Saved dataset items
>>>>
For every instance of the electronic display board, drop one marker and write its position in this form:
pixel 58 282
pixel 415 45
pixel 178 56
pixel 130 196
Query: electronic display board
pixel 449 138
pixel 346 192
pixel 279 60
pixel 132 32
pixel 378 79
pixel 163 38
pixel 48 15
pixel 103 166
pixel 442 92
<<<<
*Goal*. Update the lines above so that "electronic display board" becomes "digital sign" throughout, leaving everything else unchanged.

*Result below*.
For every instance of the digital sign, drop one marker and write its position in this form:
pixel 58 282
pixel 415 45
pixel 178 56
pixel 130 196
Query: digital sign
pixel 449 138
pixel 346 192
pixel 279 60
pixel 132 32
pixel 378 79
pixel 163 38
pixel 48 15
pixel 103 166
pixel 442 92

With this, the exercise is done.